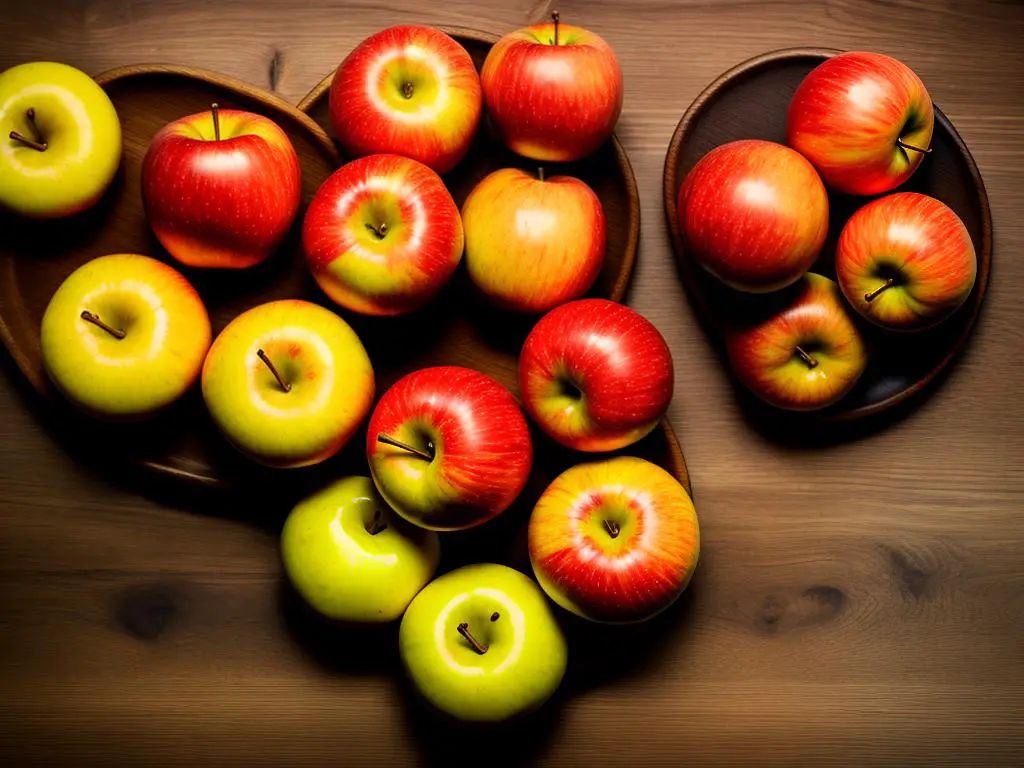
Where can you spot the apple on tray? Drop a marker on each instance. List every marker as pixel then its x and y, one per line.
pixel 532 243
pixel 407 90
pixel 481 644
pixel 351 557
pixel 755 214
pixel 905 261
pixel 288 383
pixel 595 375
pixel 124 336
pixel 614 541
pixel 221 187
pixel 864 120
pixel 61 140
pixel 553 90
pixel 382 235
pixel 804 356
pixel 449 448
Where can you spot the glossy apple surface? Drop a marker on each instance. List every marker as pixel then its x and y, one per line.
pixel 905 261
pixel 351 557
pixel 595 375
pixel 74 140
pixel 532 244
pixel 124 335
pixel 553 90
pixel 512 664
pixel 806 355
pixel 614 541
pixel 288 383
pixel 864 120
pixel 754 214
pixel 221 187
pixel 407 90
pixel 471 448
pixel 382 236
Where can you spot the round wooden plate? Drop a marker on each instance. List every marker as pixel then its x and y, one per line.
pixel 751 101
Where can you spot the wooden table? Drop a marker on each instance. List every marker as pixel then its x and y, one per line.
pixel 857 603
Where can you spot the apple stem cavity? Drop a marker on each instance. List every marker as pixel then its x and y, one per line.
pixel 88 316
pixel 266 360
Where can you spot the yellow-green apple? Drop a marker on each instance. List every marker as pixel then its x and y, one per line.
pixel 554 91
pixel 755 214
pixel 481 644
pixel 351 558
pixel 124 336
pixel 383 235
pixel 288 383
pixel 221 187
pixel 614 541
pixel 532 243
pixel 864 120
pixel 449 448
pixel 905 261
pixel 407 90
pixel 595 375
pixel 804 356
pixel 61 140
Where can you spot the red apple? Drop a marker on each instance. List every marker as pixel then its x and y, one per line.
pixel 408 90
pixel 449 448
pixel 383 235
pixel 554 91
pixel 595 375
pixel 755 214
pixel 864 120
pixel 221 187
pixel 614 541
pixel 905 261
pixel 804 356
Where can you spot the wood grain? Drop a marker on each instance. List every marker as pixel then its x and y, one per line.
pixel 859 599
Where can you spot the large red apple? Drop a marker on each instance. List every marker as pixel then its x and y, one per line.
pixel 221 187
pixel 383 235
pixel 864 120
pixel 614 541
pixel 905 261
pixel 554 91
pixel 407 90
pixel 449 448
pixel 755 214
pixel 595 375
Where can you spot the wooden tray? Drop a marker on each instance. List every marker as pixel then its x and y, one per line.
pixel 751 101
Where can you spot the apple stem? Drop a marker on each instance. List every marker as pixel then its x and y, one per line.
pixel 869 297
pixel 389 440
pixel 88 316
pixel 284 384
pixel 464 631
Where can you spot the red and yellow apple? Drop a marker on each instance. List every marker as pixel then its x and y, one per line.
pixel 407 90
pixel 221 187
pixel 864 120
pixel 905 261
pixel 614 541
pixel 532 243
pixel 382 235
pixel 754 214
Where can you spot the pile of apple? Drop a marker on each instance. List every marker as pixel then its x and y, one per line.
pixel 289 382
pixel 755 214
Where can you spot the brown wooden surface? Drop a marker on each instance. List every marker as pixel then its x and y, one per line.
pixel 858 601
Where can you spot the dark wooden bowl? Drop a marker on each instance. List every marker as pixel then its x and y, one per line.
pixel 751 101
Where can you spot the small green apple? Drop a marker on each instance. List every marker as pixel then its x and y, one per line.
pixel 481 644
pixel 351 557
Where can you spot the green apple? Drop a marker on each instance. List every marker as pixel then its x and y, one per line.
pixel 59 139
pixel 481 644
pixel 351 557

--------

Reproduce word for word the data above, from the line containing "Where can you spot the dark" through the final line, inclusive.

Where can you spot the dark wooden bowl? Drop a marker on each instance. List every marker as pixel then its x and y, one per line.
pixel 751 101
Where can you spot the small green apple? Drop a marker on each instance. List every marker as pixel then its x and y, one per line.
pixel 481 644
pixel 351 557
Where can you spot the green apple? Drop a marker on each instance. List every marker as pixel then its x and y, one per line.
pixel 59 139
pixel 481 644
pixel 351 557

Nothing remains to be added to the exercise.